Aim of the exercise: Render every line of the records below as a Markdown table with two columns, Row for the row number and Line for the line itself, and skip any blank lines. Leave the pictures out of the table.
━━━ Dataset records ━━━
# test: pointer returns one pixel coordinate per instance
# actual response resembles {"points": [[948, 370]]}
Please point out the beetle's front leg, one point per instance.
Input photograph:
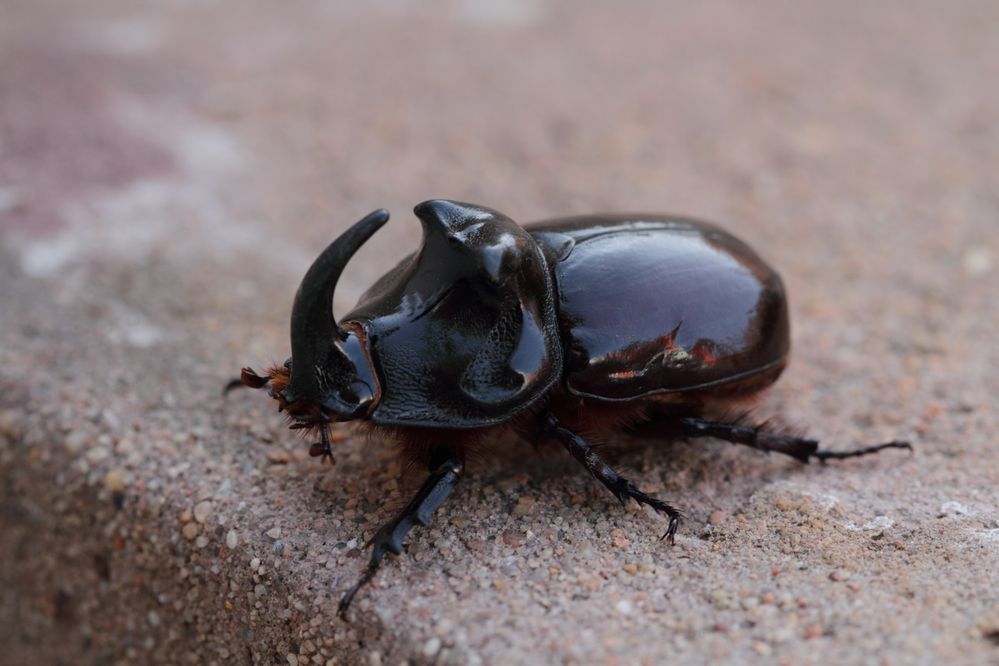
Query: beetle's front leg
{"points": [[621, 487], [446, 469]]}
━━━
Result of this task:
| Row | Line |
|---|---|
| 1 | # test: pointer returns one pixel coordinate per instance |
| 2 | # actual response resembles {"points": [[948, 370]]} |
| 3 | Please point out the beetle's front leg, one point per instance. |
| 4 | Input photograph: |
| 5 | Query: beetle's front leg |
| 6 | {"points": [[621, 487], [446, 469]]} |